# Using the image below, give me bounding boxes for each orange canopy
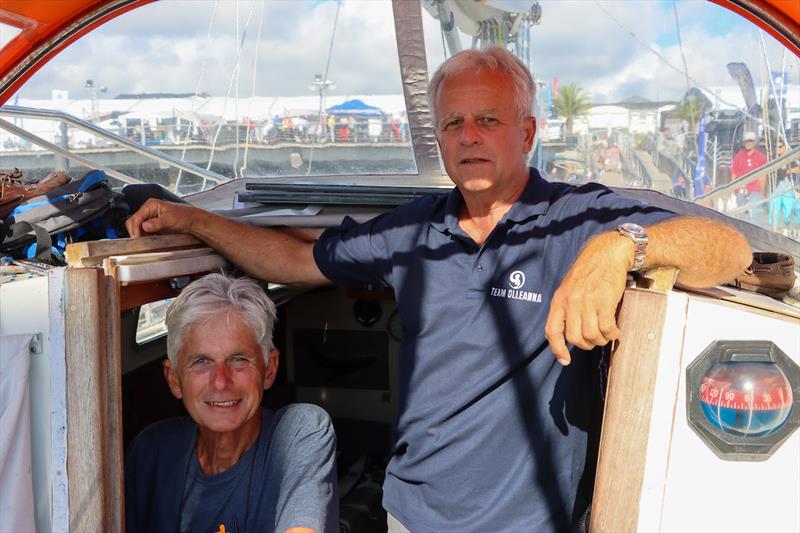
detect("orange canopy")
[0,0,798,105]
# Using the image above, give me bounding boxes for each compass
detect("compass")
[698,362,792,437]
[686,340,800,461]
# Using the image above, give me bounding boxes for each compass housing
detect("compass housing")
[686,340,800,461]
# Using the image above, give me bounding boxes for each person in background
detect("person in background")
[125,273,338,533]
[672,169,688,199]
[770,139,800,224]
[731,131,768,205]
[327,114,336,142]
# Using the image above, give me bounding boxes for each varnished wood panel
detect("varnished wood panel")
[64,269,121,531]
[591,288,668,533]
[66,234,201,266]
[104,274,125,531]
[111,253,226,283]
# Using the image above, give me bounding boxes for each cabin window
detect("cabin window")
[0,22,21,48]
[135,299,171,345]
[8,0,414,194]
[421,1,800,240]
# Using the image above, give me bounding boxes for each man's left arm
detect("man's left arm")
[545,216,752,365]
[275,404,339,533]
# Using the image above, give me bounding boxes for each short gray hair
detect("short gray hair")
[165,273,277,366]
[427,46,536,131]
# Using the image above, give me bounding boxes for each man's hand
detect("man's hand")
[125,197,330,287]
[125,198,199,237]
[544,216,752,365]
[545,232,632,365]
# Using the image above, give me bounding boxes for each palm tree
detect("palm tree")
[673,90,712,159]
[675,95,705,129]
[553,84,591,134]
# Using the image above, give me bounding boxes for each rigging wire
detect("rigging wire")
[231,1,255,178]
[758,32,772,158]
[779,48,792,149]
[206,0,254,176]
[241,0,266,178]
[759,30,789,147]
[591,0,765,124]
[672,0,696,134]
[233,0,242,178]
[306,0,342,176]
[756,31,777,202]
[175,0,219,189]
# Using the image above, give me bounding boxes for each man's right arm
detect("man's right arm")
[125,199,331,287]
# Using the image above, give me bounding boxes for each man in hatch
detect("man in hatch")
[126,47,751,531]
[125,273,338,532]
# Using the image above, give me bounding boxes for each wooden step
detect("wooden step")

What to do:
Look through the entries above, and wherever a line holds the word "wooden", copy it.

Expected answer:
# Using the image above, give me bounding boxes for each wooden step
detect("wooden step")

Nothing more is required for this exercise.